** Belge **
NATO’nun Norveç’teki Trident Javelin (Üç Uçlu Mızrak) Tatbikatı’nda Türkiye’nin kurucusu Mustafa Kemal Atatürk ile Cumhurbaşkanı Recep Tayyip Erdoğan’ın hedefe konulduğu skandalın yankıları sürüyor. Tatbikatta gerçekleşen planlı rezalet, münferit bir olay olarak yansıtılmaya çalışılsa da çok ciddi amaç ve sonuçlara hizmet ediyor. Edinilen bilgiye göre olay, bir hafta önce meydana geldi. 8 Kasım’da başlayan tatbikatın ilk günlerinde yaşanan bu olayın ardından tatbikat 16 Kasım’da sona erdi. Cumhurbaşkanı Erdoğan, skandaldan 17 Kasım’da haberdar oldu ve yapılan alçaklığı kamuoyuna duyurdu. Norveç’teki tatbikatın senaryosunda düşman ülke ‘Skolken ülkesi’ olarak belirlendi.

** Görevleriniz **
**a.** Tatbikat skandalıyla ilgili haberden "NATO’nun Norveç’teki Trident" ile "ülkesi’ olarak belirlendi." arasındaki bölümü, bu iki ifade de dahil olmak üzere aynen alıntılayın.
**b.** NATO tatbikatındaki skandala dair haberi, gösterilen son cümleden sonrasıyla sürdürün.

** Kaynak kayıtlar **
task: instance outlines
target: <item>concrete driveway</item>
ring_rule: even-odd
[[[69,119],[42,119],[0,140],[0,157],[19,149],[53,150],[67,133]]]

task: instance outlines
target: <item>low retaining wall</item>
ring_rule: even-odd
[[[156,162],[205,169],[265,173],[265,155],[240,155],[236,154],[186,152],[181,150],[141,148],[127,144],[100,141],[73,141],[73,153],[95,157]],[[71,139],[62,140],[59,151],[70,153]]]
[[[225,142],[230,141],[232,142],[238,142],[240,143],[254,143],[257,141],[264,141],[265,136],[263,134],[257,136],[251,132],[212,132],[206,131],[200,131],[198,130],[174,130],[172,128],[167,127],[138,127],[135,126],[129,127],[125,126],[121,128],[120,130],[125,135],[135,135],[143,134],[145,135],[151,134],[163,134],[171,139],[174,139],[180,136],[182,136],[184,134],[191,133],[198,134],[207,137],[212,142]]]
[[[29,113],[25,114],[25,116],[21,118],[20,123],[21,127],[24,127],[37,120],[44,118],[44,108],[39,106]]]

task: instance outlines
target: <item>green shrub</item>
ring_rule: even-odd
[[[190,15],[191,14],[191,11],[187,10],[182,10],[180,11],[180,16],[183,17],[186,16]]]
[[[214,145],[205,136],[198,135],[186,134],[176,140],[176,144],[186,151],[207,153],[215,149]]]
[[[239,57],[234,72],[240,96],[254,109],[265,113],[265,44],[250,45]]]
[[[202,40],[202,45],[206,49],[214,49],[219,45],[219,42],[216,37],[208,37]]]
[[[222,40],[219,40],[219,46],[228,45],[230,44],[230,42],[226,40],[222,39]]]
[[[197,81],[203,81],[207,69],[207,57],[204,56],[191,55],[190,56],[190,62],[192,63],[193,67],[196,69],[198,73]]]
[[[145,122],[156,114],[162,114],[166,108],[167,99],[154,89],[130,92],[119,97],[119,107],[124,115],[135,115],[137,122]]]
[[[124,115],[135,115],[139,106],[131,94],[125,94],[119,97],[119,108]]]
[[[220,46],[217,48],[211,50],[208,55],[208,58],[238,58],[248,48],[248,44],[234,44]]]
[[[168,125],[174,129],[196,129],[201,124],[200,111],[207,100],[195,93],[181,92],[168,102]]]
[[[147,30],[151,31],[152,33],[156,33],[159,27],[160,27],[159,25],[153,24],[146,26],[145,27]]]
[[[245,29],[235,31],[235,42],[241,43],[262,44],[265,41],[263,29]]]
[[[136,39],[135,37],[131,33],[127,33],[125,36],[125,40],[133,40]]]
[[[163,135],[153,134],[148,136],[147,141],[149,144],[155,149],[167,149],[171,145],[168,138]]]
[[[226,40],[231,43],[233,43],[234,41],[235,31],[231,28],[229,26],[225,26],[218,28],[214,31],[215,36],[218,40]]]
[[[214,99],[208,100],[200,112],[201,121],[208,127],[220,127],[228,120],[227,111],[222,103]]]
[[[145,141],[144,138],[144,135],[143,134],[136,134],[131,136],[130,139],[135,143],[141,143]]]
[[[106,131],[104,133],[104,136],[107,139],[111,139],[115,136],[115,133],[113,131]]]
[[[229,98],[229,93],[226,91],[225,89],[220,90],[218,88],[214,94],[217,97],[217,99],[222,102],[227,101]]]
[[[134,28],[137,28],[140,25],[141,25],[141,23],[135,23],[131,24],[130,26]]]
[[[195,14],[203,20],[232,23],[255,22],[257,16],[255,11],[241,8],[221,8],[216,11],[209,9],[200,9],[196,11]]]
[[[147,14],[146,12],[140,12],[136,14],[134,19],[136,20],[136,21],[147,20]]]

** Yanıtlar **
**a.**
NATO’nun Norveç’teki Trident Javelin (Üç Uçlu Mızrak) Tatbikatı’nda Türkiye’nin kurucusu Mustafa Kemal Atatürk ile Cumhurbaşkanı Recep Tayyip Erdoğan’ın hedefe konulduğu skandalın yankıları sürüyor. Tatbikatta gerçekleşen planlı rezalet, münferit bir olay olarak yansıtılmaya çalışılsa da çok ciddi amaç ve sonuçlara hizmet ediyor. Edinilen bilgiye göre olay, bir hafta önce meydana geldi. 8 Kasım’da başlayan tatbikatın ilk günlerinde yaşanan bu olayın ardından tatbikat 16 Kasım’da sona erdi. Cumhurbaşkanı Erdoğan, skandaldan 17 Kasım’da haberdar oldu ve yapılan alçaklığı kamuoyuna duyurdu. Norveç’teki tatbikatın senaryosunda düşman ülke ‘Skolken ülkesi’ olarak belirlendi.

**b.**
Norveç ordusunda görevli bir teknisyen, Skolken ülkesinin ‘diktatör lideri’ diye resmedilen düşman tablosuna Atatürk’ün fotoğrafını koydu. Senaryoda ayrıca, Skolken ülkesinin liderinin sosyal medya hesabındaki paylaşımları üzerinden başlayan savaş senaryosu da tatbik edildi. Türk asıllı Norveçli bir sözleşmeli subay tarafından açılan sahte hesap, tatbikat senaryosunun parçasıydı. ‘RTerdogan’ adına sahte hesap açarak buradan Erdoğan’ı ‘düşman unsur’ olarak tanımlayan Norveç subayı, NATO’yu zarara uğratan anlaşmalar yaptığını iddia ettiği Erdoğan’ı ‘NATO düşmanı’ olarak gösterdi.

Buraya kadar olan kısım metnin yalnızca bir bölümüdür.